#### [Passage to read]
# # #

Early Years: the warning signs
The foundation stage profile as a statutory entity has a year to go and the government has introduced a baseline assessment for future progress measures, which many schools have already carried out this term. A choice was offered and schools voted overwhelmingly for Early Excellence because it fitted the ethos of the EYFS: teacher assessment based purely on observation. But many schools opted for NFER or CEM (having possibly opted for one of the others before they were removed from the list) so we have a fragmented approach, and I question if this is the DfE's ideal situation. On the one hand, they want to offer schools a choice (and allow the market to decide the best approach) but deep down would they have preferred a single test that provides a standardised baseline? I'm intrigued to see what happens when the first cohort of children get to the end of key stage 1. What if analysis shows that there's no apparent relationship between the baseline assessment and key stage 1 results? This would surely mean that the baseline is a poor predictor of outcome, a critical stipulation of the consultation (see p7). What then? Could they be ditched and replaced? I guess we'll find out in 3 years time.

# # #

Rows from a dataset:
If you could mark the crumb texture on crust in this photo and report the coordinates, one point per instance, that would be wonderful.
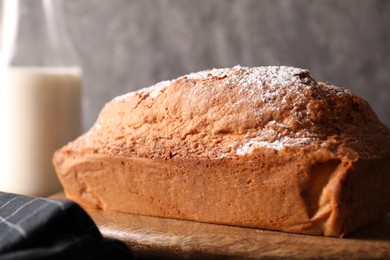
(265, 147)
(228, 113)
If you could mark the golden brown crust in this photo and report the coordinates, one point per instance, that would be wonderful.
(265, 147)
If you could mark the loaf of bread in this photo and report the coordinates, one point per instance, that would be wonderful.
(262, 147)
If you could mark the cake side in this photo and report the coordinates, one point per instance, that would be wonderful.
(265, 147)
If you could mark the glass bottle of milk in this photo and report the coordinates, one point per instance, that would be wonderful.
(39, 95)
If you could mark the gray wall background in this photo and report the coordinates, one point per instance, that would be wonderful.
(125, 45)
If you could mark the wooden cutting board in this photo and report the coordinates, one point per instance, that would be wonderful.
(152, 238)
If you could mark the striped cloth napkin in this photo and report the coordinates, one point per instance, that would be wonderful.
(41, 228)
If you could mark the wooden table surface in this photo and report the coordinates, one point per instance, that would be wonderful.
(152, 237)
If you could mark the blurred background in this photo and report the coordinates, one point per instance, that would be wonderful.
(125, 45)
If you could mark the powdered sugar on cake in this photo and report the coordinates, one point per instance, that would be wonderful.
(261, 107)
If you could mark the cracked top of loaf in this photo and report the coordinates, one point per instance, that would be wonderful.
(232, 112)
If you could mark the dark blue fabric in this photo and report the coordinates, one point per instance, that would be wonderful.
(40, 228)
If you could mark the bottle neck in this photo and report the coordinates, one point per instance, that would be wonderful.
(34, 35)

# # #

#### [Challenges]
A – Update the rows from the line containing "If you could mark the cake" through the last row, swapping "wonderful" for "helpful" and leaving everything else unchanged. Return only those rows.
B – Carry on the post about early years baseline assessment from where it stops.

#### [Answers by task]
A –
If you could mark the cake side in this photo and report the coordinates, one point per instance, that would be helpful.
(265, 147)
If you could mark the glass bottle of milk in this photo and report the coordinates, one point per instance, that would be helpful.
(39, 95)
If you could mark the gray wall background in this photo and report the coordinates, one point per instance, that would be helpful.
(125, 45)
If you could mark the wooden cutting board in this photo and report the coordinates, one point per instance, that would be helpful.
(152, 238)
If you could mark the striped cloth napkin in this photo and report the coordinates, one point per instance, that would be helpful.
(41, 228)
If you could mark the wooden table surface in this photo and report the coordinates, one point per instance, that would be helpful.
(152, 237)
If you could mark the blurred background in this photo and report the coordinates, one point per instance, that would be helpful.
(125, 45)
If you could mark the powdered sugar on cake in this photo and report the coordinates, one point per instance, that would be helpful.
(261, 107)
If you could mark the cracked top of loaf in this photo and report the coordinates, one point per instance, that would be helpful.
(232, 112)
If you could mark the dark blue fabric in this photo and report the coordinates, one point per instance, that would be helpful.
(40, 228)
If you could mark the bottle neck in this photo and report the coordinates, one point per instance, that would be helpful.
(34, 35)

B –
Key Stage 1: The abuse begins 
Remember the performance descriptors? Below national standard, working towards national standard, working at national standard, and mastery. There was a consultation, there was opposition, there was silence for months, and then there were three - working towards, working within, and working at greater depth within the expected standard - contained in a sparse 11 page document. All that time to come up with those? Is it an improvement? OK, there was an apology, but there is also the intriguing use of the word 'interim'. These teacher assessment are interim and they are for 2016 only. What happens after that? And what happened to 'below'? What of those pupils that do not meet the criteria of 'working towards the expected standard'? How do we assess them?

If that isn't worrying enough, the DfE's response to the consultation on primary school assessment and accountability states that 'at the end of key stage 1, teacher assessment in mathematics and reading will be informed by externally-set, internally-marked tests. There will also be an externally-set test in grammar, punctuation and spelling which will help to inform the teacher assessment of writing.' Informed. Is this a polite way of saying validated? Or straitjacketed? Does this mean that the teacher assessment can only be X if the test score is Y?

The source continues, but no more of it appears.